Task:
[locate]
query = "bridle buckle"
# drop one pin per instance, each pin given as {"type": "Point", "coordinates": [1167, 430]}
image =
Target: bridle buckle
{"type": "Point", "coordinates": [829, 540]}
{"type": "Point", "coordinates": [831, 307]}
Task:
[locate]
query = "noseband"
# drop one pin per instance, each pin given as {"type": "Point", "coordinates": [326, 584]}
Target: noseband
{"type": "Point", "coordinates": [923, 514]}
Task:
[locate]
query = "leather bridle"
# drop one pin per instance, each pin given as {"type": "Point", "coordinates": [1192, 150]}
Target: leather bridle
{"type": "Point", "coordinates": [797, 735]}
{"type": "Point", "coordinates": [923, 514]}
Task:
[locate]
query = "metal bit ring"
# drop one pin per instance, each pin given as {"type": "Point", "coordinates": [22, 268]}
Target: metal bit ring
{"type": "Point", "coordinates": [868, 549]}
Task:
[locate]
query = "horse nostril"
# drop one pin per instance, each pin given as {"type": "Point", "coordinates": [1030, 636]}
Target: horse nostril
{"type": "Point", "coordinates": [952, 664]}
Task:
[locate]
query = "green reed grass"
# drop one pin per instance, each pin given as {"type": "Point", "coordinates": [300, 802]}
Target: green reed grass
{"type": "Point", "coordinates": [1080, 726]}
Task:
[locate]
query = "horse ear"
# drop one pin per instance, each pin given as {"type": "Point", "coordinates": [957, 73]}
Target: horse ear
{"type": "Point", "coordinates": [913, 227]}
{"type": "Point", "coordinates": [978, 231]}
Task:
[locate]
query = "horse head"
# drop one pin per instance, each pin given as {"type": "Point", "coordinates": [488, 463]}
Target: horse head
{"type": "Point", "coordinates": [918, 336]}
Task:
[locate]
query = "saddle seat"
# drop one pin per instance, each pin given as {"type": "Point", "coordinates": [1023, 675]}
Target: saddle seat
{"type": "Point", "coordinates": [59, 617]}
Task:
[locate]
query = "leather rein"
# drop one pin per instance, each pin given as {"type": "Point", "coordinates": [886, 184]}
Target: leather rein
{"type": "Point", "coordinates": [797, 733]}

_ _ _ _

- [What to work on]
Give all of the entries again, word for word.

- [Exercise output]
Task:
[locate]
query = "bridle buckle"
# drop one pin per instance, each pin given as {"type": "Point", "coordinates": [1167, 430]}
image =
Target: bridle buckle
{"type": "Point", "coordinates": [829, 540]}
{"type": "Point", "coordinates": [831, 307]}
Task:
[locate]
query = "noseband"
# drop one pin per instance, each pin given as {"type": "Point", "coordinates": [326, 584]}
Target: noseband
{"type": "Point", "coordinates": [923, 514]}
Task:
[locate]
query = "leather bridle"
# drop one pin per instance, each pin given as {"type": "Point", "coordinates": [1192, 150]}
Target: leather bridle
{"type": "Point", "coordinates": [797, 735]}
{"type": "Point", "coordinates": [923, 514]}
Task:
[locate]
query = "metal bit ring"
# drop one pin per instance, each pin given as {"type": "Point", "coordinates": [22, 268]}
Target: metal bit ring
{"type": "Point", "coordinates": [868, 549]}
Task:
[locate]
query = "horse nostril"
# drop one pin per instance, each pin given as {"type": "Point", "coordinates": [1030, 636]}
Target: horse nostril
{"type": "Point", "coordinates": [952, 664]}
Task:
[locate]
query = "green reed grass"
# drop one pin per instance, each pin given as {"type": "Point", "coordinates": [300, 802]}
Target: green reed grass
{"type": "Point", "coordinates": [1080, 726]}
Task:
[locate]
query = "horse ear"
# drop one pin per instance, each pin given as {"type": "Point", "coordinates": [957, 73]}
Target: horse ear
{"type": "Point", "coordinates": [913, 227]}
{"type": "Point", "coordinates": [978, 231]}
Task:
[locate]
query = "horse head"
# drop one pin per instance, each pin given as {"type": "Point", "coordinates": [488, 463]}
Target: horse head
{"type": "Point", "coordinates": [918, 336]}
Task:
[locate]
query = "saddle seat"
# drop one pin per instance, each pin given as {"type": "Point", "coordinates": [1023, 675]}
Target: saddle seat
{"type": "Point", "coordinates": [59, 617]}
Task:
[locate]
query = "leather rein"
# drop one pin per instance, each pin given as {"type": "Point", "coordinates": [886, 184]}
Target: leather rein
{"type": "Point", "coordinates": [797, 733]}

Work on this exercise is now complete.